Text under study below:
Science in Society Archive

Towards 100% Renewables

Funding for Small Scale Anaerobic Digesters in England

UK government starts mining agricultural wastes for renewable energy as municipal and household wastes are becoming scarce Dr Mae Wan Ho

On Farm Anaerobic Digestion Fund

The UK government has set up the On Farm Anaerobic Digestion Fund to help farmers in England install small scale anaerobic digesters on site [1, 2].

The scheme, formally launched 12 October 2013 by DEFRA (Department for Environment, Food and Rural Affairs) Secretary Owen Paterson, allocates £3 million for farmers to apply for loans up to £400 000 to help finance anaerobic digestion (AD) plants on farm, or for a grant of up to £10 000 initially to investigate the environmental and economic potential of AD to deal with the farm wastes.
End of Text under study.
_Task list_:
1. Give again the piece of the anaerobic digester funding article starting at "UK government starts" and ending at "site [1, 2].", copied word for word.
2. Carry on the anaerobic digester funding article from the point where it stops.
Dataset extract below:
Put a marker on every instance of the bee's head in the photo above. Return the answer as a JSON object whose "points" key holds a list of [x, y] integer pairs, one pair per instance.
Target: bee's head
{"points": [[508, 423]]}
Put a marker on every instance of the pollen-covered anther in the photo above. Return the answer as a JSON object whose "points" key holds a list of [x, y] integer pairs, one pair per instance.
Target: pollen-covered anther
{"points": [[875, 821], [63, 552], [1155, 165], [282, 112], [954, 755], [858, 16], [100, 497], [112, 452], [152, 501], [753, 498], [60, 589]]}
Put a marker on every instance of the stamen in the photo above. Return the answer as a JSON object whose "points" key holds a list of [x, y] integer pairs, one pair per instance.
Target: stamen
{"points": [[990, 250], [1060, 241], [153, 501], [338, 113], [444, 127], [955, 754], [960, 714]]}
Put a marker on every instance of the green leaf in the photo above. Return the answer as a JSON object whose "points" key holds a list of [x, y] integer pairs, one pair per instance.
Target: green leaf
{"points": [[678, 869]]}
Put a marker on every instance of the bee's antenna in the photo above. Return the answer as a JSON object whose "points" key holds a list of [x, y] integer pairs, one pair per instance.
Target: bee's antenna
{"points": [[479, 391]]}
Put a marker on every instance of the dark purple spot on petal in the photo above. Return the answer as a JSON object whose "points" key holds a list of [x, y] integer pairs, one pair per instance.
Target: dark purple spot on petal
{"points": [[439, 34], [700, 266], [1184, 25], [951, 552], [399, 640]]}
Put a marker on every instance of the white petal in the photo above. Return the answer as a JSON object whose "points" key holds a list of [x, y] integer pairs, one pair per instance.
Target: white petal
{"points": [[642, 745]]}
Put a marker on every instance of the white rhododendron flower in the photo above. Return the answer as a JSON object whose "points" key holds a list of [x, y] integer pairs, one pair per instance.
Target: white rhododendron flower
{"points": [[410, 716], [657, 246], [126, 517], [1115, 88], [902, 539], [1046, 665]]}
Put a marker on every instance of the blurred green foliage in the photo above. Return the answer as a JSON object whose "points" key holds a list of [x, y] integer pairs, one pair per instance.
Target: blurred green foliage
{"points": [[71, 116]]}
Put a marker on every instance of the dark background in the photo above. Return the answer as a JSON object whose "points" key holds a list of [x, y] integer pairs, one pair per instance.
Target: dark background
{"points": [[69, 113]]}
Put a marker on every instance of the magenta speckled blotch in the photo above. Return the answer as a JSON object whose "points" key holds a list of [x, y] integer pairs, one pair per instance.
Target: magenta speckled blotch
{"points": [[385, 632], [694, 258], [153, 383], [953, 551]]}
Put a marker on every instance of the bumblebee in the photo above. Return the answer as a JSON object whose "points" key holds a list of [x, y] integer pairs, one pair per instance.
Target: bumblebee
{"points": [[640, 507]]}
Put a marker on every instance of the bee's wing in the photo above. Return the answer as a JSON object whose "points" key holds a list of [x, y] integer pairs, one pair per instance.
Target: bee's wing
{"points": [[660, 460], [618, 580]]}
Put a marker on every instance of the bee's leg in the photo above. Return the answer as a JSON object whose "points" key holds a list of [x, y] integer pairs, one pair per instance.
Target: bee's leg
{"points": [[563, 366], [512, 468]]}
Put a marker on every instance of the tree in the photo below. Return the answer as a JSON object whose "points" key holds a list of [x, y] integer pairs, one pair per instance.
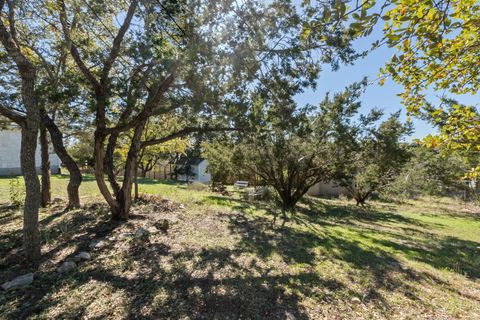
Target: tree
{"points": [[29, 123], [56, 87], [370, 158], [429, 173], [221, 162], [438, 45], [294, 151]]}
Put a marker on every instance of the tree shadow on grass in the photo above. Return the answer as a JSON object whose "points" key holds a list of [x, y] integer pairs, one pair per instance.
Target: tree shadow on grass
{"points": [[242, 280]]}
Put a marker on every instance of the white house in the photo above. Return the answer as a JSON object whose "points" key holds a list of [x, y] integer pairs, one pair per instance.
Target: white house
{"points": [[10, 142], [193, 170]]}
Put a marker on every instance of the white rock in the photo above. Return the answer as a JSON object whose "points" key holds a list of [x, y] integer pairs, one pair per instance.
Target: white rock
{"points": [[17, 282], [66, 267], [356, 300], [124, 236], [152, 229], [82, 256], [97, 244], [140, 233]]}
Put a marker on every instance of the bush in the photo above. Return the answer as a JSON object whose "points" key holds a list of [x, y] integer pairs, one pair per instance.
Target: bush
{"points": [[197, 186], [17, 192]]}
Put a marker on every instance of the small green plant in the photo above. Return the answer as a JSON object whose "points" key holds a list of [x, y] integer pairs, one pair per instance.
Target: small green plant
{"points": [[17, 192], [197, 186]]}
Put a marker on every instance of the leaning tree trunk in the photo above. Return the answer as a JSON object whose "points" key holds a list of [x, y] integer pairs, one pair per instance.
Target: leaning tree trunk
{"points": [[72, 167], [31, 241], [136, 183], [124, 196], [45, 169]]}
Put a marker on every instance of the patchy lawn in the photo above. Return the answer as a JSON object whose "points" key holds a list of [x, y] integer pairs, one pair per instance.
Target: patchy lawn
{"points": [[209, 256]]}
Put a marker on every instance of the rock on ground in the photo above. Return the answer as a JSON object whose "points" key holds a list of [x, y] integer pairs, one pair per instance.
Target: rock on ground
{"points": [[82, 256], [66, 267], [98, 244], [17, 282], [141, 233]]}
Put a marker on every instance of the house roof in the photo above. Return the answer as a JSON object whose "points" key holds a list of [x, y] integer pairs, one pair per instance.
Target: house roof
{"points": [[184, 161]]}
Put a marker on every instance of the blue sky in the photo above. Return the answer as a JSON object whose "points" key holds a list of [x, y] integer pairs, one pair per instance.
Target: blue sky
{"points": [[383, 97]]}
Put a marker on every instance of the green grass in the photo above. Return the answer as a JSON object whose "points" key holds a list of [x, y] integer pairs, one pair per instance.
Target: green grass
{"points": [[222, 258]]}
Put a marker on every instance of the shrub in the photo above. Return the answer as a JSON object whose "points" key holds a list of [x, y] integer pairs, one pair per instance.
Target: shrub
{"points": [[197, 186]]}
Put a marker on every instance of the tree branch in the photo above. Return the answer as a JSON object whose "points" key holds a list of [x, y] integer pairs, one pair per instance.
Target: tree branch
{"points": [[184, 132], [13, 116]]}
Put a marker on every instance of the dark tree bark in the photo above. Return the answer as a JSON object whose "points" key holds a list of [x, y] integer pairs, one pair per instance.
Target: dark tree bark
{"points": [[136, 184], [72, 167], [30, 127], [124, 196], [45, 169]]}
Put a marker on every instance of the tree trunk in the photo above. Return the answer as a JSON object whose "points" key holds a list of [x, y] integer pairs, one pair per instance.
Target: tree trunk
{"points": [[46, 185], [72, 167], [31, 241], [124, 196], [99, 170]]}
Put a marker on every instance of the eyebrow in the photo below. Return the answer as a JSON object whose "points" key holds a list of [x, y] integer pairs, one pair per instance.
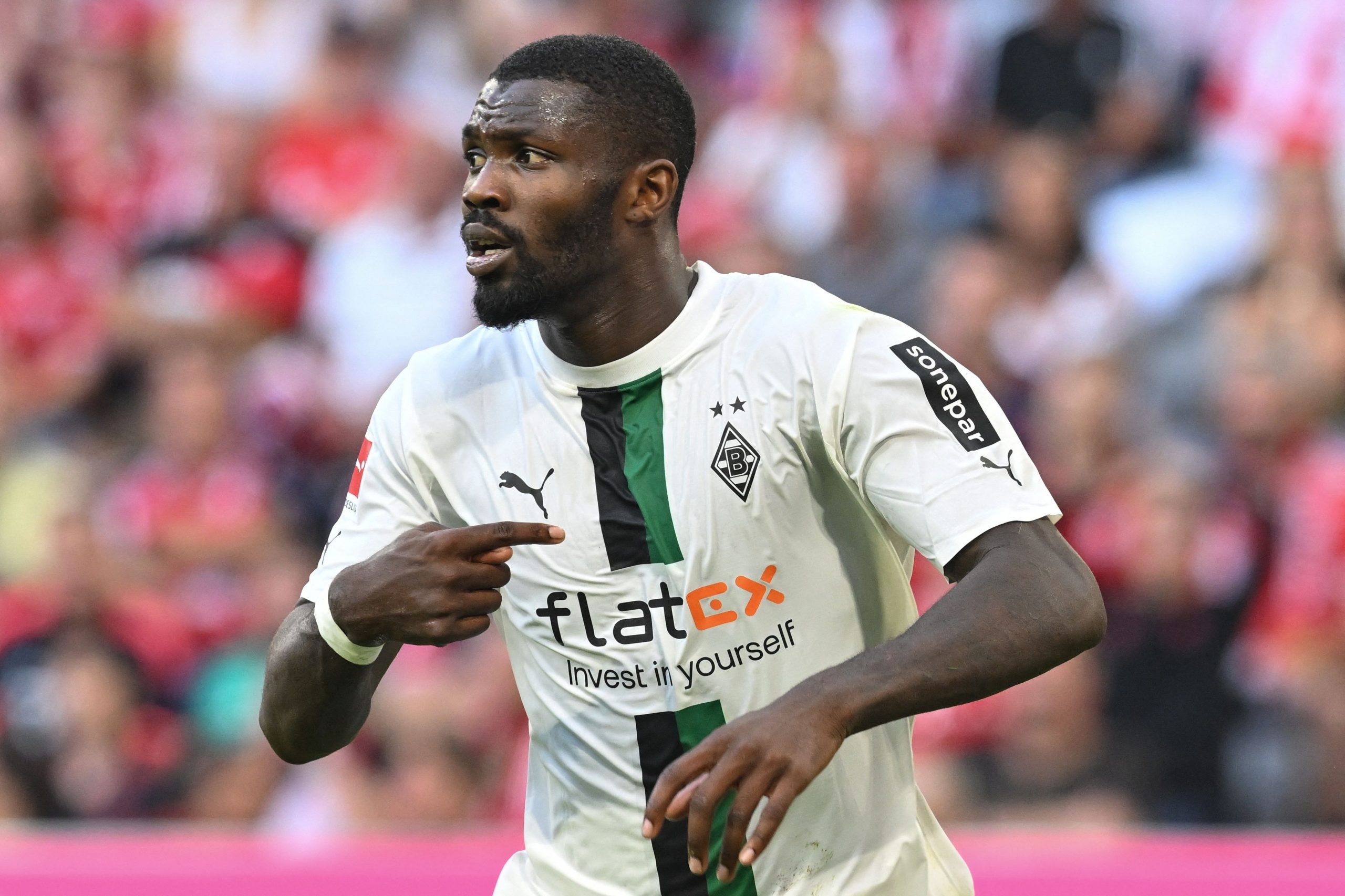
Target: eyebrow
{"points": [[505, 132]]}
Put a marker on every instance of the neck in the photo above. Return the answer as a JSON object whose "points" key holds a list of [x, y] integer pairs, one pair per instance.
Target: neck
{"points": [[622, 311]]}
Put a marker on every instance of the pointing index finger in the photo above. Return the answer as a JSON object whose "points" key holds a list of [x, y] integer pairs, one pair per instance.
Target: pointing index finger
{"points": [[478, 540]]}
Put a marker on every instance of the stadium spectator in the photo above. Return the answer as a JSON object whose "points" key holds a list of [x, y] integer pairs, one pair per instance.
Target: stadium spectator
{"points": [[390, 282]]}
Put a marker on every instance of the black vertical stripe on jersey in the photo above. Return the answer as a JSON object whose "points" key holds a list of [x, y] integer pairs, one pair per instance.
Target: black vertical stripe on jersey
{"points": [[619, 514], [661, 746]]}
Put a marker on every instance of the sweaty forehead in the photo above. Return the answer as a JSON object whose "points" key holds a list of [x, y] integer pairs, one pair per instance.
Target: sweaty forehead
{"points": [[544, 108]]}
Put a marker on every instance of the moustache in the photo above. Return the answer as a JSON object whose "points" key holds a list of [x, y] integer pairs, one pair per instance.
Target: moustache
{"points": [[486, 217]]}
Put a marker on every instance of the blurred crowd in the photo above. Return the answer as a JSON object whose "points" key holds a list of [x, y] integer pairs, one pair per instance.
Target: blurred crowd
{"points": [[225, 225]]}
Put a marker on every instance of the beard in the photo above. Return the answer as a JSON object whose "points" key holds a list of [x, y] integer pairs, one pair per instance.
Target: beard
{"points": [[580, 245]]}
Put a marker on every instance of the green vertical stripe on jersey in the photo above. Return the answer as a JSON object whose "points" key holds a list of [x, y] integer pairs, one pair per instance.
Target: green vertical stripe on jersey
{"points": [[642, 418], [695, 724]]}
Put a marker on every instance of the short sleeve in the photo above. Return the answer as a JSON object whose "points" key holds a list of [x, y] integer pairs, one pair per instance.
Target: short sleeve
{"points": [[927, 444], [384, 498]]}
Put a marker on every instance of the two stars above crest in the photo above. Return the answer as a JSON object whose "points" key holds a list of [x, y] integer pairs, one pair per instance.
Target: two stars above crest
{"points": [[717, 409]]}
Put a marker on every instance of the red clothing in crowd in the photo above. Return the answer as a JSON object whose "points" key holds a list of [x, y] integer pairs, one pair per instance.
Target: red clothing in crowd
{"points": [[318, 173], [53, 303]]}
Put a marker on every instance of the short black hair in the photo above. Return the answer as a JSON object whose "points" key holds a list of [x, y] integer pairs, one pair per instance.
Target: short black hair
End of Dataset extract.
_Results in order_:
1.
UK government starts mining agricultural wastes for renewable energy as municipal and household wastes are becoming scarce Dr Mae Wan Ho

On Farm Anaerobic Digestion Fund

The UK government has set up the On Farm Anaerobic Digestion Fund to help farmers in England install small scale anaerobic digesters on site [1, 2].

2.
The fund will be administered by WRAP, an organisation promoting recycling. WRAP has also developed a programme to help in accessing finance, provide case studies and demonstration information, and other support for farmers wanting to use AD on their farms [2]. The fund will be available to build AD plants producing up to 250 kW.

Anaerobic digestion and the circular economy

Liz Goodman, CEO of WRAP told Farmers Guardian [1]: “The use of small-scale anaerobic digestion on farms to treat manures and slurries has a number of economic and environmental benefits and is an excellent example of the circular economy in action.”

This is good news, as I-SIS has been advocating small scale on farm anaerobic digestion since 2005 [3- 5]( Dream Farms, SiS 27; How to Beat Climate Change & Be Food and Energy Rich - Dream Farm 2, SiS 29; Surviving Global Warming, SiS 60), precisely in the context of the circular economy, for recycling farm wastes into food and energy resources  (see Box 1 from [6] Sustainable Agriculture, Green Energies and the Circular Economy, SiS 46, for a list of full advantages).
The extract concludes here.